Aim of the exercise
Please pick up the passage on barrack-room lawyers after its final sentence and carry it forward.

Text section
####################

In legal circles, outsiders who hold forth on legal issues without understanding the law or knowing the facts are held in particular contempt. They are known as “barrack-room lawyers”, a term that originally derived from military slang. 

According to the Collins Dictionary, a barrack-room lawyer is “a person who freely offers opinions, especially in legal matters, that he or she is unqualified to give.”

In the UK, the anti-China propaganda outfit, Hong Kong Watch, which is operated by the serial fantasist, Benedict Rogers, is awash with such people. They inhabit a world of make-believe, worthy of Alice in Wonderland, in which those who commit crimes are victims of persecution, while the legal system that holds criminals to account is itself at fault. However irrational, such notions are welcomed by Hong Kong Watch, and this is largely down to its patron, the former governor, Lord (Chris) Patten, who rejoices in being its “barrack-room lawyer-in-chief”.      

An early example of this arose in 2017, when the Court of Appeal imprisoned three fanatics for their role in a violent unlawful assembly at the start of the Occupy Central disturbances in 2014. Although Patten was unfamiliar with the case details and the legal niceties, he waded in with a letter to the Financial Times, calling the judgment “a deplorable decision”. This was despite the street thuggery involved being of a type that would never have been tolerated during his own time in Hong Kong.

####################

Image region labeling data:
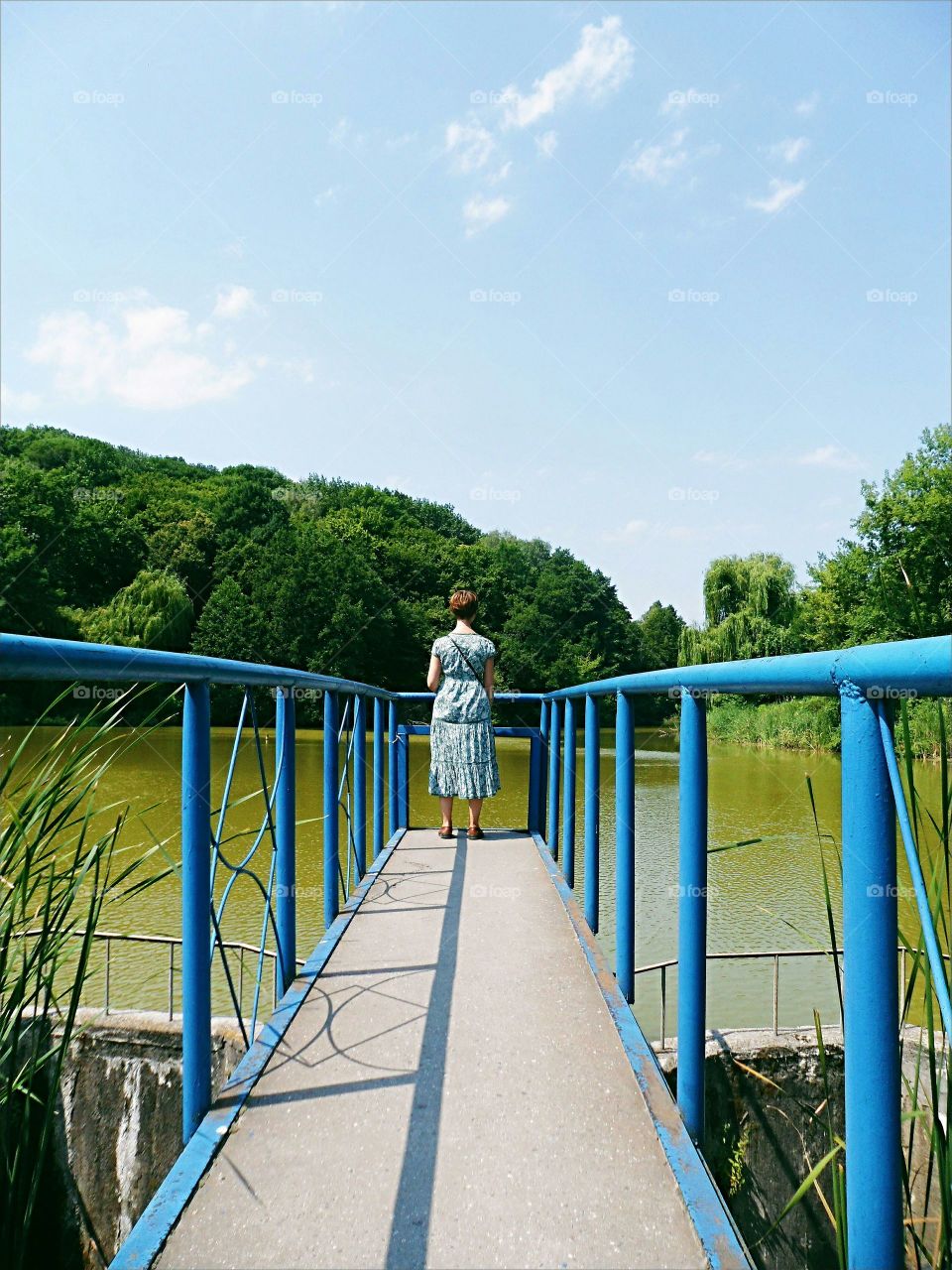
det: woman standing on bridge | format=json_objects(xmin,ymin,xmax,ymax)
[{"xmin": 426, "ymin": 590, "xmax": 499, "ymax": 838}]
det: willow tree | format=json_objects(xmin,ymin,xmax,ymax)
[{"xmin": 678, "ymin": 552, "xmax": 802, "ymax": 666}]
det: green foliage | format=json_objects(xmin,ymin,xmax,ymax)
[
  {"xmin": 0, "ymin": 428, "xmax": 659, "ymax": 703},
  {"xmin": 803, "ymin": 425, "xmax": 952, "ymax": 648},
  {"xmin": 680, "ymin": 552, "xmax": 802, "ymax": 666},
  {"xmin": 76, "ymin": 569, "xmax": 191, "ymax": 652}
]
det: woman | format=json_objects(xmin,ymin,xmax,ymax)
[{"xmin": 426, "ymin": 590, "xmax": 499, "ymax": 838}]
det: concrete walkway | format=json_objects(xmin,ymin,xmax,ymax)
[{"xmin": 159, "ymin": 829, "xmax": 708, "ymax": 1270}]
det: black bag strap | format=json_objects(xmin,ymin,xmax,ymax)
[{"xmin": 447, "ymin": 635, "xmax": 486, "ymax": 693}]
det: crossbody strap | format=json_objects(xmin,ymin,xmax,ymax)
[{"xmin": 447, "ymin": 635, "xmax": 489, "ymax": 695}]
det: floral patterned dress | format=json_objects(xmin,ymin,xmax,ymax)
[{"xmin": 430, "ymin": 631, "xmax": 499, "ymax": 799}]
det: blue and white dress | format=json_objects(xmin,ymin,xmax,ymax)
[{"xmin": 430, "ymin": 632, "xmax": 499, "ymax": 798}]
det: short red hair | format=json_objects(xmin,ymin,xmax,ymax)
[{"xmin": 449, "ymin": 590, "xmax": 479, "ymax": 622}]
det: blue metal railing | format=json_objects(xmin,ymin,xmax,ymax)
[
  {"xmin": 0, "ymin": 635, "xmax": 952, "ymax": 1270},
  {"xmin": 542, "ymin": 636, "xmax": 952, "ymax": 1270},
  {"xmin": 0, "ymin": 634, "xmax": 539, "ymax": 1142}
]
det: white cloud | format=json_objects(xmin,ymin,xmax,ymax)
[
  {"xmin": 793, "ymin": 89, "xmax": 820, "ymax": 115},
  {"xmin": 761, "ymin": 137, "xmax": 810, "ymax": 163},
  {"xmin": 447, "ymin": 115, "xmax": 496, "ymax": 174},
  {"xmin": 213, "ymin": 287, "xmax": 258, "ymax": 321},
  {"xmin": 0, "ymin": 384, "xmax": 41, "ymax": 414},
  {"xmin": 27, "ymin": 297, "xmax": 254, "ymax": 410},
  {"xmin": 502, "ymin": 15, "xmax": 634, "ymax": 128},
  {"xmin": 616, "ymin": 128, "xmax": 721, "ymax": 186},
  {"xmin": 313, "ymin": 186, "xmax": 340, "ymax": 207},
  {"xmin": 463, "ymin": 194, "xmax": 513, "ymax": 237},
  {"xmin": 797, "ymin": 445, "xmax": 863, "ymax": 472},
  {"xmin": 748, "ymin": 177, "xmax": 806, "ymax": 212}
]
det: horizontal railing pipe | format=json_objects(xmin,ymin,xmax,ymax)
[
  {"xmin": 547, "ymin": 635, "xmax": 952, "ymax": 699},
  {"xmin": 0, "ymin": 635, "xmax": 395, "ymax": 699}
]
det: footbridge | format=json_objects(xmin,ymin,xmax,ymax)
[{"xmin": 0, "ymin": 635, "xmax": 952, "ymax": 1270}]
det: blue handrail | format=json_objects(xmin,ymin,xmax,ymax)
[{"xmin": 0, "ymin": 634, "xmax": 952, "ymax": 1270}]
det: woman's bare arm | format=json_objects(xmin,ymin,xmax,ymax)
[
  {"xmin": 426, "ymin": 657, "xmax": 443, "ymax": 693},
  {"xmin": 482, "ymin": 657, "xmax": 496, "ymax": 701}
]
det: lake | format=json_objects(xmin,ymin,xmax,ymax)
[{"xmin": 10, "ymin": 727, "xmax": 940, "ymax": 1039}]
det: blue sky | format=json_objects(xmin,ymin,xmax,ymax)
[{"xmin": 3, "ymin": 0, "xmax": 949, "ymax": 618}]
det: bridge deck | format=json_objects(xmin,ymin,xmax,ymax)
[{"xmin": 160, "ymin": 829, "xmax": 721, "ymax": 1270}]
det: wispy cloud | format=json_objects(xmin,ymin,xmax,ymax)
[
  {"xmin": 0, "ymin": 384, "xmax": 41, "ymax": 414},
  {"xmin": 797, "ymin": 445, "xmax": 863, "ymax": 472},
  {"xmin": 502, "ymin": 14, "xmax": 635, "ymax": 128},
  {"xmin": 793, "ymin": 89, "xmax": 820, "ymax": 117},
  {"xmin": 27, "ymin": 296, "xmax": 254, "ymax": 410},
  {"xmin": 748, "ymin": 177, "xmax": 806, "ymax": 213},
  {"xmin": 761, "ymin": 137, "xmax": 810, "ymax": 163},
  {"xmin": 463, "ymin": 194, "xmax": 513, "ymax": 237},
  {"xmin": 616, "ymin": 128, "xmax": 721, "ymax": 186},
  {"xmin": 214, "ymin": 287, "xmax": 258, "ymax": 318},
  {"xmin": 445, "ymin": 115, "xmax": 496, "ymax": 176}
]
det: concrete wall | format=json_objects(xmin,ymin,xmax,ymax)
[
  {"xmin": 60, "ymin": 1011, "xmax": 244, "ymax": 1266},
  {"xmin": 658, "ymin": 1028, "xmax": 943, "ymax": 1270}
]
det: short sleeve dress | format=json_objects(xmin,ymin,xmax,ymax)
[{"xmin": 429, "ymin": 631, "xmax": 499, "ymax": 799}]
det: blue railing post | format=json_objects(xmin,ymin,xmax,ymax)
[
  {"xmin": 373, "ymin": 698, "xmax": 387, "ymax": 860},
  {"xmin": 840, "ymin": 684, "xmax": 903, "ymax": 1270},
  {"xmin": 678, "ymin": 689, "xmax": 710, "ymax": 1144},
  {"xmin": 615, "ymin": 693, "xmax": 635, "ymax": 1001},
  {"xmin": 387, "ymin": 701, "xmax": 400, "ymax": 838},
  {"xmin": 527, "ymin": 733, "xmax": 542, "ymax": 833},
  {"xmin": 585, "ymin": 693, "xmax": 602, "ymax": 935},
  {"xmin": 398, "ymin": 724, "xmax": 410, "ymax": 829},
  {"xmin": 323, "ymin": 691, "xmax": 340, "ymax": 929},
  {"xmin": 181, "ymin": 682, "xmax": 212, "ymax": 1142},
  {"xmin": 538, "ymin": 701, "xmax": 552, "ymax": 835},
  {"xmin": 354, "ymin": 694, "xmax": 367, "ymax": 879},
  {"xmin": 274, "ymin": 689, "xmax": 298, "ymax": 992},
  {"xmin": 562, "ymin": 698, "xmax": 575, "ymax": 886},
  {"xmin": 545, "ymin": 701, "xmax": 561, "ymax": 860}
]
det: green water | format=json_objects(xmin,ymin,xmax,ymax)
[{"xmin": 12, "ymin": 729, "xmax": 939, "ymax": 1038}]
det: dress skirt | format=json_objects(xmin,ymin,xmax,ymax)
[{"xmin": 430, "ymin": 718, "xmax": 499, "ymax": 798}]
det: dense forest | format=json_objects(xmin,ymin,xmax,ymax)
[{"xmin": 0, "ymin": 426, "xmax": 952, "ymax": 736}]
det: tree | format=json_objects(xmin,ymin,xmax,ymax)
[{"xmin": 679, "ymin": 552, "xmax": 802, "ymax": 666}]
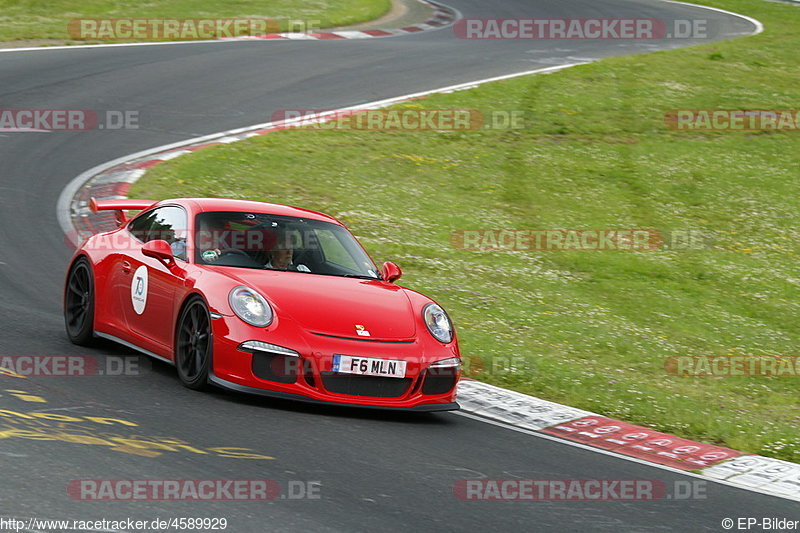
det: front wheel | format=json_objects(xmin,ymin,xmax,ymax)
[
  {"xmin": 175, "ymin": 297, "xmax": 212, "ymax": 390},
  {"xmin": 64, "ymin": 258, "xmax": 94, "ymax": 346}
]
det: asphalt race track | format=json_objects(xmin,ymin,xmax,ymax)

####################

The output
In 2019, moreover, when Patten appeared before the House of Commons’ Foreign Affairs Committee, he even claimed that those who had occupied the streets for 79 days were “extraordinarily moderate”, and “believers in the rule of law”. Some listeners were undoubtedly conned, not least because he failed to disclose, for example, that the three individuals who were imprisoned had stormed into a restricted area, leaving 10 security guards injured. Had he revealed that the Court of Appeal called their actions “a large-scale unlawful assembly, involving violence”, it might, if nothing else, have given his listeners pause for thought. 

Anybody wishing to understand Patten’s motivation need look no further than May 28, 2020, the day he announced that “China is an enemy to us now”. This, of course, delighted the US State Department, and, when its then-secretary, Mike Pompeo, visited the UK shortly afterward, on July 22, 2020, he immediately called Patten in to see him at Winfield House, the US ambassador’s London residence, before he met with Nathan Law Kwun-chung, one of the three convicted felons whose violence Patten had earlier whitewashed.  

Pompeo used his fleeting visit to the UK to call for a global alliance against China, and, if he imagined that Patten could help him out, he would not have been disappointed, and he has been on board ever since. Patten, however, was by no means Pompeo’s only “person of interest”.

When the media magnate, Jimmy Lai Chee-ying, visited Washington DC, on July 8, 2019, he was red-carpeted by Pompeo, and also by the then vice-president, Mike Pence, which was highly unusual for a private citizen. Although it is not known what, if anything, Pompeo asked Lai to do for him upon his return to Hong Kong, Lai was in no doubt over what his role should be. When interviewed by CNN on Aug 28, 2019, just weeks after meeting with Pompeo, he declared “we in Hong Kong are fighting for the shared values of the US against China, we are fighting their war in the enemy camp”.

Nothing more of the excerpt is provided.